[BEGIN]

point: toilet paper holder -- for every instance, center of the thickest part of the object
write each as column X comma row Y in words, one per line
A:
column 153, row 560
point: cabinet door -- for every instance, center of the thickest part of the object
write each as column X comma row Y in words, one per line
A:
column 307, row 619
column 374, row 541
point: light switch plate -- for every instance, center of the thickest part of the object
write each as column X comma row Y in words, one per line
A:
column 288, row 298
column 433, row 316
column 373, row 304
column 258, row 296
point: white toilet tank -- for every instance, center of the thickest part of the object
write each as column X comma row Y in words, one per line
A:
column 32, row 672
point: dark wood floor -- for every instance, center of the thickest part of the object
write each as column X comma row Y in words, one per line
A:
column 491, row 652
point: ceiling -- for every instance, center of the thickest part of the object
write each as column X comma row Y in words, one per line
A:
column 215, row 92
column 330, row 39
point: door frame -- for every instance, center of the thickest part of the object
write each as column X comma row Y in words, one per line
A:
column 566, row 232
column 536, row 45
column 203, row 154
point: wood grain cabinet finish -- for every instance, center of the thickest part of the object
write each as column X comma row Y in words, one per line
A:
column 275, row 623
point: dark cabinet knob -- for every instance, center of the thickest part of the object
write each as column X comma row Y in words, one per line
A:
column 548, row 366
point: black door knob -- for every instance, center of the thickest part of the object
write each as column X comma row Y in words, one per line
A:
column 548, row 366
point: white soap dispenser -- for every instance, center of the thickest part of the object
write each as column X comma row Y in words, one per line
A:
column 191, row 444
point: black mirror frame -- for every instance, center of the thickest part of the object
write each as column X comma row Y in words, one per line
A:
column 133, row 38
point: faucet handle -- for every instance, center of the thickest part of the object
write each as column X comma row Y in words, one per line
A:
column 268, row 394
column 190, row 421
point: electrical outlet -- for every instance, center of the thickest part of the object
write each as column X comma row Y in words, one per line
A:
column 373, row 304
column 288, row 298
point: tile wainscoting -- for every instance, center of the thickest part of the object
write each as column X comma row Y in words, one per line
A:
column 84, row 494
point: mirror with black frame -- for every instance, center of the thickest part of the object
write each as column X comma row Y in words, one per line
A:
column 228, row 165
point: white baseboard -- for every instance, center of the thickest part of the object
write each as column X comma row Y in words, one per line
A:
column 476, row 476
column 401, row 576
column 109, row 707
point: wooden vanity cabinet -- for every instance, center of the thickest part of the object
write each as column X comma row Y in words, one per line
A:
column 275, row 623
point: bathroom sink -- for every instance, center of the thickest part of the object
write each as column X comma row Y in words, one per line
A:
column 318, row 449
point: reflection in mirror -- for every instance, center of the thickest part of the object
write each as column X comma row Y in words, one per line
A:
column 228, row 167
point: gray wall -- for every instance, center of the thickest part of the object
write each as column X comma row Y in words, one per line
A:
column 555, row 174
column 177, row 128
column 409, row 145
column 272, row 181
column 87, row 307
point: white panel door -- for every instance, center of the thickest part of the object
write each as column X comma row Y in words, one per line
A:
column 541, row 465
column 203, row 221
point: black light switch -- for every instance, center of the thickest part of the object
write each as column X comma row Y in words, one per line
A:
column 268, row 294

[END]

## Problem requirements
Render all the entries above as a two-column CSV with the headers "entry" and "reply", one row per entry. Put the entry text and its reply each in a single quoted field, with line breaks replaced by spaces.

## Output of the task
entry,reply
"point: toilet paper holder -- for every instance, center of the thickest part of the object write each as column X comma row Y in words, one per line A:","column 153, row 560"
"point: cabinet door -- for every instance, center of the thickest part of the object write each as column X comma row Y in words, one per line A:","column 307, row 619 column 374, row 541"
"point: light switch plate -- for every instance, center of the thickest part of the object write each as column X comma row Y in words, one per line A:","column 288, row 298 column 433, row 316 column 373, row 304 column 258, row 296"
"point: white toilet tank -- for every instance, center of the thickest part of the object write each as column X comma row Y in words, one per line A:","column 32, row 672"
"point: dark wood floor -- for every instance, center of the thickest part of the object write each as column X comma row Y in words, one per line A:","column 491, row 652"
"point: ceiling -- for every instance, center of the thickest part of the object write each as column X comma row Y in words, one per line A:","column 215, row 92 column 330, row 39"
"point: door frame -- for every instance, center of the thickest part of the object write each as column X comma row Y in words, one per line A:","column 566, row 232 column 536, row 45 column 203, row 154"
"point: wood grain cabinet finish -- for every instance, center of the thickest part of the object write each as column X comma row Y in words, one per line A:","column 275, row 623"
"point: dark cabinet knob -- for every instance, center of the thickest part of the object write each as column X comma row Y in words, one per line A:","column 548, row 366"
"point: black door knob -- for every instance, center of the thickest part of the object write each as column X comma row Y in words, one per line A:","column 548, row 366"
"point: white soap dispenser -- for every instance, center of the thickest part of the object write each as column X comma row Y in words, one per line A:","column 191, row 444"
"point: black mirror frame -- for every instance, center of the thickest part of the object write each as column X comma row Y in words, one per line A:","column 133, row 38"
"point: faucet handle -- for every instance, center of the thickest part of the object write each as column X comma row Y in words, one per line A:","column 268, row 394 column 190, row 421"
"point: electrical outlet -- for every instance, center of the thickest part of the object write each as column X comma row Y in words, one per line A:","column 373, row 304 column 288, row 298"
"point: tile wainscoting -- for every instance, center of the thickest part of the object write each as column X comma row Y in words, one per line A:","column 84, row 494"
"point: mirror with black frame -- for every instance, center of the thickest part of the object write each as column X comma row Y in words, one per line A:","column 228, row 165"
"point: white baseboard -- for every instance, center of the thickest part of the object write each as column X comma row Y in words, one per line A:","column 476, row 476 column 401, row 576 column 109, row 707"
"point: wooden vanity cabinet -- for every instance, center of the thickest part of the object write each as column X comma row Y in words, one per line A:","column 275, row 623"
"point: bathroom sink -- for every instance, center of the thickest part of the object write each as column X comma row Y in words, one per line A:","column 318, row 449"
"point: reflection in mirror -- for every instance, center of the thickest part of the object write each as column X comma row Y in words, one per line A:","column 228, row 167"
"point: gray wall -- for every instance, center of the thickest part of the object write each as column X comma row Y in words, one per line A:","column 555, row 174 column 177, row 128 column 409, row 145 column 272, row 181 column 87, row 307"
"point: white panel door -- for every instance, center of the thickest part of the object write each as column X comma row Y in words, one per line A:","column 541, row 465 column 203, row 221"
"point: black light switch -- for every instance, center of the thickest part of the object write each as column X comma row Y in words, one per line A:","column 268, row 294"